Your objective: Find each line in the items below that contains the string "roof", and copy each of those lines. Matching is case-sensitive.

Data for this exercise:

+++++

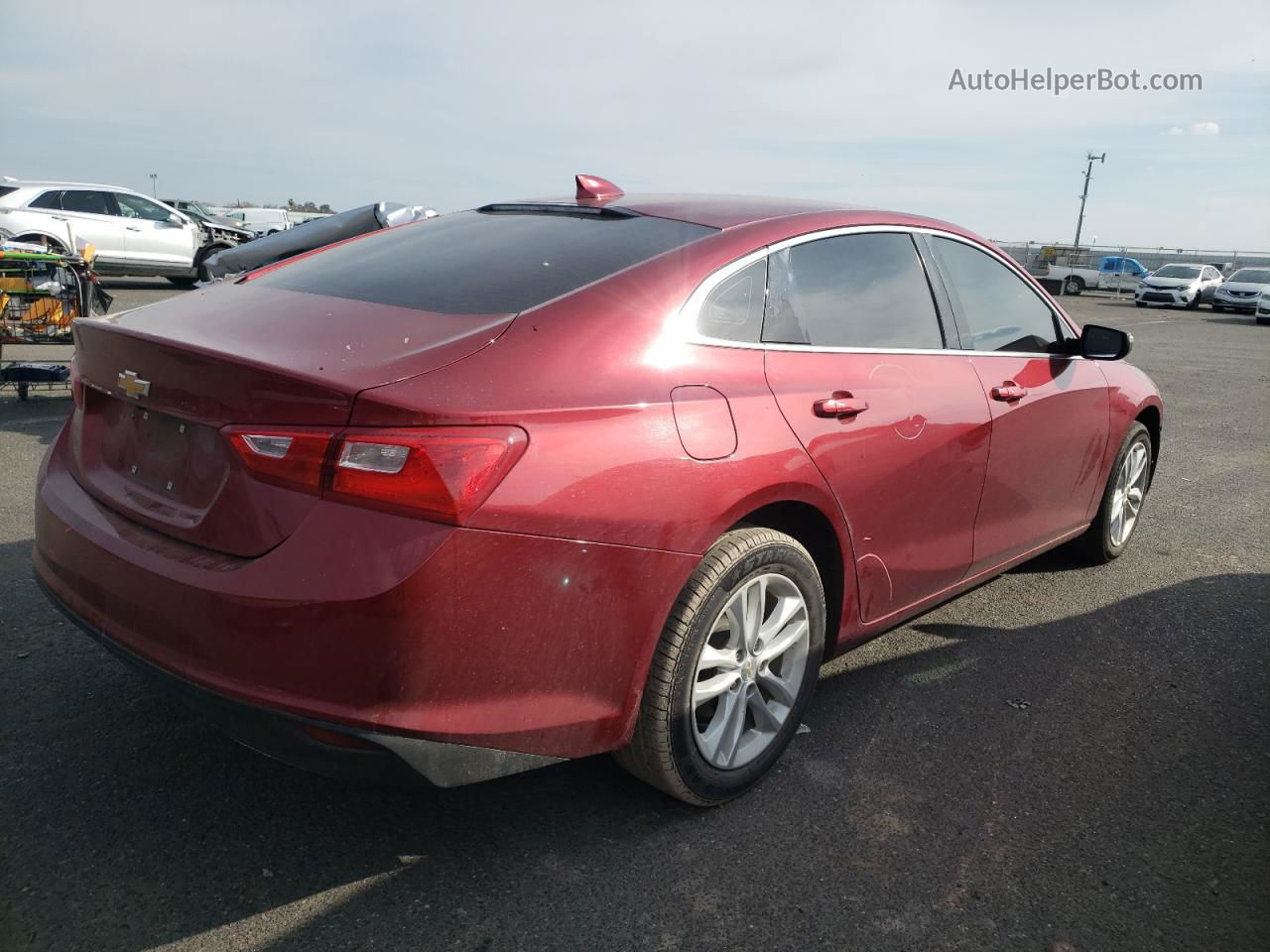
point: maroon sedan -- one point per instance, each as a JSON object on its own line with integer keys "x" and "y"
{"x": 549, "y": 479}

+++++

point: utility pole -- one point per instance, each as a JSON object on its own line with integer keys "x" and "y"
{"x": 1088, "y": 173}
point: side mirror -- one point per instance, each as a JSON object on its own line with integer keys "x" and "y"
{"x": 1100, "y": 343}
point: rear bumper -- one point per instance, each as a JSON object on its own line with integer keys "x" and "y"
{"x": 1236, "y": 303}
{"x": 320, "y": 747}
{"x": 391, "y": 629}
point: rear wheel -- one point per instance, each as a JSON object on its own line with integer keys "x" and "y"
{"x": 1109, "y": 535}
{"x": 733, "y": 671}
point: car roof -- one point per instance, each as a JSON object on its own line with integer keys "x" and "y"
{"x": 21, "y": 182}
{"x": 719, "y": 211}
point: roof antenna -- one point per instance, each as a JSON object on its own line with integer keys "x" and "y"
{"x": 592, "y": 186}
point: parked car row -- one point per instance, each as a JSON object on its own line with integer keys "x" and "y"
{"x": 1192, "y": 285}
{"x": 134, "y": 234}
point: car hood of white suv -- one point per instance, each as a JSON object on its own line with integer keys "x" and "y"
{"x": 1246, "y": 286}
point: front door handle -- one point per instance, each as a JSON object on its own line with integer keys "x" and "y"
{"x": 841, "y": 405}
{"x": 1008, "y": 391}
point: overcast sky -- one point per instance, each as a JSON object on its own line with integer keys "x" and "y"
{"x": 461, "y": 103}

+++++

Complete output:
point: car roof -- one point per instance, each as a JSON object on its own line with integer keys "x" and "y"
point: roof antenna -- one point per instance, each as a JSON object on its own line with integer keys "x" and "y"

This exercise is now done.